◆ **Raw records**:
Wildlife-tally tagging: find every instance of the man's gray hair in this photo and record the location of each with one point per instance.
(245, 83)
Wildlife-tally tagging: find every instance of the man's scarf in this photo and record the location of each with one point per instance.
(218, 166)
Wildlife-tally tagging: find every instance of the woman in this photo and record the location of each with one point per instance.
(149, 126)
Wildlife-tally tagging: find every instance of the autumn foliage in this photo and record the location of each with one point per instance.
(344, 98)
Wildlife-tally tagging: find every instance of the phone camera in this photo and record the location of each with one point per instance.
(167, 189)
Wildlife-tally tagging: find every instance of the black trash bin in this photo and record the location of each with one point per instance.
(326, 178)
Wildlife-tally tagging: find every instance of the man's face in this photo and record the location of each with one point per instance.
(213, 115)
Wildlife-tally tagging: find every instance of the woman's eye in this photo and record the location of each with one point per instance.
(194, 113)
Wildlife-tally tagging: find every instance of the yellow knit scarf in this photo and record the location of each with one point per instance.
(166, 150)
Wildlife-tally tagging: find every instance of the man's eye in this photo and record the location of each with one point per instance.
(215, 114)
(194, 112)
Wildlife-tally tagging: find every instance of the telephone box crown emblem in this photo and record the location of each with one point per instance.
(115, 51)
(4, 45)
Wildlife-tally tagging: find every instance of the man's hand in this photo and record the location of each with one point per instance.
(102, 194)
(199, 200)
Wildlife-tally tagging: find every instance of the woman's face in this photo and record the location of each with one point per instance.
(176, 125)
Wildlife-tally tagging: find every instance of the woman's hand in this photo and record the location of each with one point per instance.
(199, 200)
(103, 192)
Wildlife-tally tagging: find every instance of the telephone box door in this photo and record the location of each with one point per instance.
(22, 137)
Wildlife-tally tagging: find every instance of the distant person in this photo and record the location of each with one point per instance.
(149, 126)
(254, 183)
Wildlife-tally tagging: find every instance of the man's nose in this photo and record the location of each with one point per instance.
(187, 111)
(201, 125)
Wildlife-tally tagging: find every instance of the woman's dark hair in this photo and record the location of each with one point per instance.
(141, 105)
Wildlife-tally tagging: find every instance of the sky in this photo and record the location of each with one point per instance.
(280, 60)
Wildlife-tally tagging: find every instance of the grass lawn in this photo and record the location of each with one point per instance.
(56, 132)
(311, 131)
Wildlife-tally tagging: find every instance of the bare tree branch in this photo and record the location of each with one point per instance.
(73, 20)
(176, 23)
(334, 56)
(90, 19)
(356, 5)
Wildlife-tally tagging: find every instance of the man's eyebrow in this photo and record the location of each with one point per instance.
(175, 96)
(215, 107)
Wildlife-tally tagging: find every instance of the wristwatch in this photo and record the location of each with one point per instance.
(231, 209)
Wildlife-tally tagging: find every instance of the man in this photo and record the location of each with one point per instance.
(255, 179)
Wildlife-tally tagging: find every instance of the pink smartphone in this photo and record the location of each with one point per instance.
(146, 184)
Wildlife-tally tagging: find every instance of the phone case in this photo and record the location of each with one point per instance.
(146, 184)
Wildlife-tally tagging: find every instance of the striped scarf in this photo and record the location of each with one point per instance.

◆ **TO BE DONE**:
Extract the complete listing above, reproducing each line exactly.

◆ **TASK ANSWER**:
Wildlife-tally tagging: find every instance of the man's gray hair in this photo and record the location of each with one point per instance.
(245, 83)
Wildlife-tally tagging: find every instance of the man's scarf in this photo and record the location of each with one point per instance.
(218, 166)
Wildlife-tally tagging: find every instance of the woman in this photo and record the location of each with one point per instance.
(149, 126)
Wildlife-tally tagging: find every instance of the autumn foliage in this photo and record the location of each with one point per instance.
(344, 98)
Wildlife-tally tagging: find every instance of the phone camera in this photo and record the location of each with one point per instance.
(167, 189)
Wildlife-tally tagging: find every instance of the black trash bin in this photo and record the location of each with one point per instance.
(326, 178)
Wildlife-tally tagging: find every instance of the man's face in this photo and record the location of each with one point per instance.
(213, 115)
Wildlife-tally tagging: find every instance of the woman's eye in this photo and record the location of each with one point per instance.
(194, 113)
Wildlife-tally tagging: find every instance of the yellow knit scarf in this photo and record the location of each with one point per instance.
(166, 150)
Wildlife-tally tagging: find every instance of the man's eye in this photo and record the location of each with one point per instance.
(215, 114)
(194, 112)
Wildlife-tally tagging: find every instance of the telephone box crown emblem in this photo and record the location of each with one point per instance.
(115, 51)
(4, 45)
Wildlife-tally tagging: find every instance of the man's hand in this photo and record the location of each with one point per instance.
(102, 194)
(199, 200)
Wildlife-tally tagging: find every instance of the woman's face in this photo and record the location of each with one point per instance.
(176, 125)
Wildlife-tally tagging: find every instance of the woman's hand in this photo and record the location of each with one point per instance.
(199, 200)
(103, 192)
Wildlife-tally tagging: find every instance of the telephone box door in this photo and record the location of each with one point per instance.
(22, 137)
Wildlife-tally tagging: find every instance of the distant person in this photo and record the location of each with one point per instance.
(149, 126)
(254, 183)
Wildlife-tally tagging: find every instance of the man's nose in this photo and record the location of each with one point per instance.
(187, 111)
(201, 125)
Wildlife-tally tagging: find every instance of the woman's dark hair in this photo and record the location of each with one point per instance.
(141, 105)
Wildlife-tally tagging: find every instance of the sky in this photo and record the location of each with one point per instance.
(280, 60)
Wildlife-tally tagging: find every instance of the grass lawn in this photo and record the location of each with one point per instance.
(56, 132)
(311, 131)
Wildlife-tally tagging: find every instance of the bare tree branch in this photo and record the location of each with one point per instance.
(73, 20)
(176, 23)
(334, 56)
(90, 19)
(356, 5)
Wildlife-tally tagging: find every instance of the man's eyebrow in this photo and record the location of each with one point per instance.
(175, 96)
(215, 107)
Wildlife-tally tagging: find every instance of the wristwatch in this photo and record the location of each with one point per instance.
(231, 209)
Wildlife-tally tagging: find every instance of the man in this photo and record the location of each with one point per instance.
(255, 179)
Wildlife-tally tagging: find every instance of the pink smartphone in this photo and record the location of each with one point per instance.
(146, 184)
Wildlife-tally tagging: find every instance of the phone case in this photo and record the location of each with one point per instance.
(146, 184)
Wildlife-tally tagging: find every instance of the striped scarf in this photo and record the location of each with one point per instance.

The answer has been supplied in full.